- Exercise task
Format the entries from the line that contains "In the photo above, where can the red" through the line that contains "[1031, 177]" as a two-column CSV with the headers text and answer. Give one row per entry, with each value in its own quoted field and line breaks replaced by spaces.

- Data section

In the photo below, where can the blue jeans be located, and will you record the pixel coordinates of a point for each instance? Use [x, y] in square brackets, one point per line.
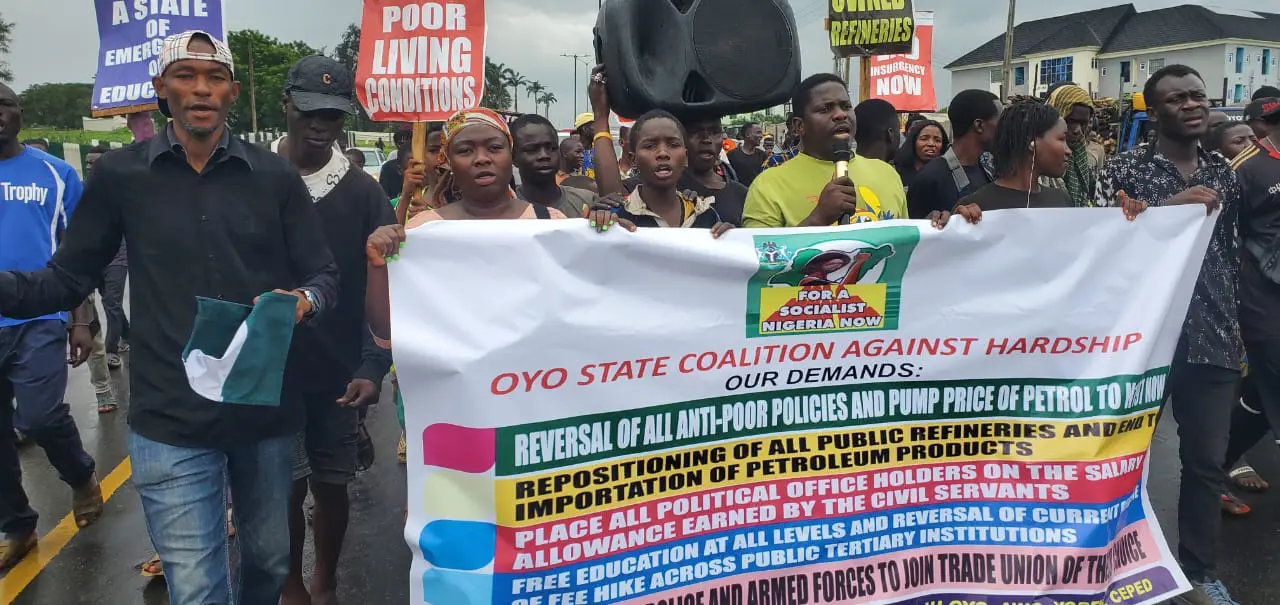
[184, 502]
[33, 370]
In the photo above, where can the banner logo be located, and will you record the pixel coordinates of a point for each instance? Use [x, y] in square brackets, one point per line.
[828, 283]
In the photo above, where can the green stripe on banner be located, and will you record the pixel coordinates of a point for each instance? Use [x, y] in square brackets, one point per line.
[862, 404]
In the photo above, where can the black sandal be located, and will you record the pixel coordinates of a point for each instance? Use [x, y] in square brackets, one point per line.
[364, 450]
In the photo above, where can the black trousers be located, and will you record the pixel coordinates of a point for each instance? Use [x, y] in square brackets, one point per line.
[1202, 399]
[1261, 393]
[113, 302]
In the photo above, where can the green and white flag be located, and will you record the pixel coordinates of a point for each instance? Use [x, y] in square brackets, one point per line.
[237, 353]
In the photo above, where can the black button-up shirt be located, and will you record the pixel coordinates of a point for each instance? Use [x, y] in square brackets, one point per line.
[1211, 334]
[242, 227]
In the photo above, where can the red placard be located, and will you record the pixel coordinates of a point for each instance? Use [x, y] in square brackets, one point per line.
[420, 60]
[906, 81]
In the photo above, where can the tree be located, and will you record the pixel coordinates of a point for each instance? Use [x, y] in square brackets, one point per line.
[56, 105]
[547, 99]
[348, 50]
[5, 37]
[272, 62]
[347, 53]
[496, 94]
[515, 79]
[534, 90]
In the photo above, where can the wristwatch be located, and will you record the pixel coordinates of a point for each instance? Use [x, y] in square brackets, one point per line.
[311, 301]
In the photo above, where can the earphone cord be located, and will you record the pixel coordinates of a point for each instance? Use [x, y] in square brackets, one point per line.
[1031, 177]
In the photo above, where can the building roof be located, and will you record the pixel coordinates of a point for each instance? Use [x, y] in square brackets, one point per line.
[1191, 23]
[1123, 28]
[1073, 31]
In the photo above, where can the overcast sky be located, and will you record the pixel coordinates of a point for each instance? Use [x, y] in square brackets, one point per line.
[56, 40]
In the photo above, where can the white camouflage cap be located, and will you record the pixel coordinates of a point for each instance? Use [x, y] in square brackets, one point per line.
[177, 49]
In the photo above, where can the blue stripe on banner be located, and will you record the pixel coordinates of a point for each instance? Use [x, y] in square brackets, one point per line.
[876, 532]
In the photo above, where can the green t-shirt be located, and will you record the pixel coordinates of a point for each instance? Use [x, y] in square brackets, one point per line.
[786, 195]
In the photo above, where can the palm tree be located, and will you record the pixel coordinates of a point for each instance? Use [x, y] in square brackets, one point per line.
[547, 99]
[496, 95]
[534, 90]
[515, 81]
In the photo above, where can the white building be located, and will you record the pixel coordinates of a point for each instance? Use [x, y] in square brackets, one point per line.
[1112, 51]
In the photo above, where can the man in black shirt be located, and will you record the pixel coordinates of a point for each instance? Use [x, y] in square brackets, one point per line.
[113, 287]
[211, 216]
[877, 134]
[1205, 374]
[1258, 169]
[535, 154]
[705, 174]
[1031, 143]
[748, 159]
[960, 172]
[342, 366]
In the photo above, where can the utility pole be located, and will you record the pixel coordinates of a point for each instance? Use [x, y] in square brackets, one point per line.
[576, 60]
[252, 94]
[1006, 87]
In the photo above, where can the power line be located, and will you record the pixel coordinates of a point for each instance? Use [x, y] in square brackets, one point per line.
[576, 60]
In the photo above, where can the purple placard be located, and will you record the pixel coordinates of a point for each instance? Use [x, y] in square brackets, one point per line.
[129, 33]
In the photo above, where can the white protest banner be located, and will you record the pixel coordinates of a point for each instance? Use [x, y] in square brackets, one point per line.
[880, 413]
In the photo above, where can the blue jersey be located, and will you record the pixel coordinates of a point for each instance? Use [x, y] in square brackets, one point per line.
[37, 195]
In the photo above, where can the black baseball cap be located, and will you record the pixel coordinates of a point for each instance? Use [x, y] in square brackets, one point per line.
[1267, 109]
[318, 82]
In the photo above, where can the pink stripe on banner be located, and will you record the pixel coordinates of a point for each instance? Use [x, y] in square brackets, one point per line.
[867, 572]
[460, 448]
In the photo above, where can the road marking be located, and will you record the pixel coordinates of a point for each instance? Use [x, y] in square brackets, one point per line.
[53, 542]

- Answer to this problem
text,answer
"In the photo above, where can the red placard be located, and will you record the pixel coordinates of a point for each instance? Use [x, y] in square brackets, one point per line.","[420, 60] [906, 81]"
"In the photo above, where can the tree be located, and will you record the pixel coordinates of a point for each instance? Use [x, y] in square brackets, one point per line.","[56, 105] [547, 99] [348, 50] [5, 37] [272, 62] [347, 53] [496, 94] [515, 79] [534, 90]"
"In the photo above, where can the wristwatch be located, and will you record the pixel coordinates of a point for each instance? Use [x, y] in square brackets, one point per line.","[311, 301]"
"In the photo above, where can the earphone cord be located, and will you record the pixel coordinates of a point for each instance? Use [x, y] in square brackets, one point per line.","[1031, 177]"